Requirement 1:
Please recast the rows below, from the one containing "the pale field — bbox it" down through the last row, as a Markdown table with the columns No. and Line, leaving out any blank lines.

Page:
● ● ● ● ● ● ●

Montessori education is a work of bending twigs – not breaking, not crushing, not deforming but bending to achieve its best. This kind of action takes time and patience and understanding. What then is the difference between bending and forcing? In our case a lot of it depends on our understanding, attitude and motivation.

The garden offers us a good analogy. Different plants offer different scenarios for growth and maturity. There are plants well suited for hanging baskets because it is in their nature to grow down. There are other plants that are great for wall climbing – again their nature. Ground covering plants are very different than hedges. And there are hedge plants that can be formed into unique shapes while others are utilitarian.

Some plants grow from bulbs, others from seeds, others can grow from cuttings each offer a unique starting point – much like our children. Some flowers grow singly others grow in bunches. How do your children work best – by themselves or in a group?

There are flowering bushes while other bushes remain green. There are plants that exhibit every leaf shape of the botany cabinet. Sound like your environment? We have come to experience and expect that most plants are green – and many are. And those green plants exhibit a palette of green that is a bouquet all by itself. But then you come to experience plants with variegated leaves – multi colored. And then you encounter the plants that have yellow leaves (not dead yellow) and then there are the scarlet leaved plants and the deep purple hues each of these force us to consider something other than our expectation of only green-leaved plants.

● ● ● ● ● ● ●

Supplied records:
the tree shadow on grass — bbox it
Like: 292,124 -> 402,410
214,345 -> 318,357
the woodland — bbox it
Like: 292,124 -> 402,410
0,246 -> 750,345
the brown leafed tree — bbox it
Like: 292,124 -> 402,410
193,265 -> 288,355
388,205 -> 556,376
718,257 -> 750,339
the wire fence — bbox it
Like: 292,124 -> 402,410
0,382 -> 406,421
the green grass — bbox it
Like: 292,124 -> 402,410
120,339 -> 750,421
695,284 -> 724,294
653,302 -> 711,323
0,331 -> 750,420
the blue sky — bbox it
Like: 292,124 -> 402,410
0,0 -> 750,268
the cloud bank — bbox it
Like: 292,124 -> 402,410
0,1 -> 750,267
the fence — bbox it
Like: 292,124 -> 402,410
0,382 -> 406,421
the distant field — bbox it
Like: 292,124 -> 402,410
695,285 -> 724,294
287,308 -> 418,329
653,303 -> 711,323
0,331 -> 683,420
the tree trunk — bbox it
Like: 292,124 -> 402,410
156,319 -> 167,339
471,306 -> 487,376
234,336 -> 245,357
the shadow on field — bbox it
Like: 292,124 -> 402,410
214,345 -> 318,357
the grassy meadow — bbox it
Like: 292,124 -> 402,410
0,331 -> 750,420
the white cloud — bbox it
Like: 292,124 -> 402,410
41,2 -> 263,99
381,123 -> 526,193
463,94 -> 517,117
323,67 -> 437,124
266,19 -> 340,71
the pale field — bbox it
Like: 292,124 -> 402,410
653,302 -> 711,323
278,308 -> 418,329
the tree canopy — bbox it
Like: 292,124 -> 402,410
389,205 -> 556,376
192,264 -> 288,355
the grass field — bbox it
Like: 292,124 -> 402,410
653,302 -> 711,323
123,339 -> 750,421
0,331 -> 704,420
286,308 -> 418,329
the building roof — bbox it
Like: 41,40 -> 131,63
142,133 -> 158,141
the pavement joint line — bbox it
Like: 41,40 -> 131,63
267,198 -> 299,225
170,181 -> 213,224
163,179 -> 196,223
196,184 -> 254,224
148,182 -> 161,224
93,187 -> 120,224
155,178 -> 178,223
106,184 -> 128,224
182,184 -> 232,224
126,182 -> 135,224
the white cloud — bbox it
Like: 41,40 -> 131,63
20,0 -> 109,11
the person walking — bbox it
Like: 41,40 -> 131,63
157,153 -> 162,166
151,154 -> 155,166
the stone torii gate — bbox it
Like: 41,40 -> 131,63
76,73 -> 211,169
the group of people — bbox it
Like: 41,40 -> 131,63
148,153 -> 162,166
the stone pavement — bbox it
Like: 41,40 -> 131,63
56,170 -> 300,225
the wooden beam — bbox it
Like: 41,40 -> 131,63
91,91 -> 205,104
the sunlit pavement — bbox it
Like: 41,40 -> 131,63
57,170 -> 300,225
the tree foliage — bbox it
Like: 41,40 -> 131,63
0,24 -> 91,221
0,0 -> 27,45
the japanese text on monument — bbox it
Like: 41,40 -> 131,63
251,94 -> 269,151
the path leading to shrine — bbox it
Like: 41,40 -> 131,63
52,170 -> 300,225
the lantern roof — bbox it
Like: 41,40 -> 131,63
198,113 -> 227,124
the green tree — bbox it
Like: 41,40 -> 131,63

● ● ● ● ● ● ●

Requirement 2:
Continue the passage on Montessori education and the garden from its final sentence.

Result 1:
| No. | Line |
|---|---|
| 1 | the pale field — bbox it |
| 2 | Like: 292,124 -> 402,410 |
| 3 | 653,302 -> 711,323 |
| 4 | 278,308 -> 418,329 |
| 5 | the tree canopy — bbox it |
| 6 | Like: 292,124 -> 402,410 |
| 7 | 389,205 -> 556,376 |
| 8 | 192,264 -> 288,355 |
| 9 | the grass field — bbox it |
| 10 | Like: 292,124 -> 402,410 |
| 11 | 653,302 -> 711,323 |
| 12 | 123,339 -> 750,421 |
| 13 | 0,331 -> 704,420 |
| 14 | 286,308 -> 418,329 |
| 15 | the building roof — bbox it |
| 16 | Like: 41,40 -> 131,63 |
| 17 | 142,133 -> 158,141 |
| 18 | the pavement joint line — bbox it |
| 19 | Like: 41,40 -> 131,63 |
| 20 | 267,198 -> 299,225 |
| 21 | 170,181 -> 213,224 |
| 22 | 163,179 -> 196,223 |
| 23 | 196,184 -> 254,224 |
| 24 | 148,182 -> 161,224 |
| 25 | 93,187 -> 120,224 |
| 26 | 155,178 -> 178,223 |
| 27 | 106,184 -> 128,224 |
| 28 | 182,184 -> 232,224 |
| 29 | 126,182 -> 135,224 |
| 30 | the white cloud — bbox it |
| 31 | Like: 41,40 -> 131,63 |
| 32 | 20,0 -> 109,11 |
| 33 | the person walking — bbox it |
| 34 | Like: 41,40 -> 131,63 |
| 35 | 157,153 -> 162,166 |
| 36 | 151,154 -> 155,166 |
| 37 | the stone torii gate — bbox it |
| 38 | Like: 41,40 -> 131,63 |
| 39 | 76,73 -> 211,169 |
| 40 | the group of people — bbox it |
| 41 | Like: 41,40 -> 131,63 |
| 42 | 148,153 -> 162,166 |
| 43 | the stone pavement — bbox it |
| 44 | Like: 41,40 -> 131,63 |
| 45 | 56,170 -> 300,225 |
| 46 | the wooden beam — bbox it |
| 47 | Like: 41,40 -> 131,63 |
| 48 | 91,91 -> 205,104 |
| 49 | the sunlit pavement — bbox it |
| 50 | Like: 41,40 -> 131,63 |
| 51 | 57,170 -> 300,225 |
| 52 | the tree foliage — bbox it |
| 53 | Like: 41,40 -> 131,63 |
| 54 | 0,24 -> 91,221 |
| 55 | 0,0 -> 27,45 |
| 56 | the japanese text on monument — bbox it |
| 57 | Like: 41,40 -> 131,63 |
| 58 | 251,94 -> 269,151 |
| 59 | the path leading to shrine — bbox it |
| 60 | Like: 41,40 -> 131,63 |
| 61 | 52,170 -> 300,225 |
| 62 | the lantern roof — bbox it |
| 63 | Like: 41,40 -> 131,63 |
| 64 | 198,113 -> 227,124 |
| 65 | the green tree — bbox it |
| 66 | Like: 41,40 -> 131,63 |

Result 2:
Then there are the plants that produce berries – edible and non-edible, trees for shade and for a nutty harvest. Plants that produce quickly in a season – tomato plants and others that wait for the fall harvest. An apple tree is not a single season producer but requires time (and pruning) for it to offer a full harvest. Bending and pruning are not the same as breaking for there is a purposeful intentionality in the actions and not random destruction.

A hallmark of Montessori is the bending of independence towards self-discipline. The continued correct use of independence creates an inner discipline which gives results that are not attained by external force. The positive bent becomes a set of productive outcomes.

The classroom offers new vistas as we experience children as unique as our garden. The discovery – the delight in the variation is a continual feast of joy and amazement along with a profound sense of our part in the “bending of twigs.”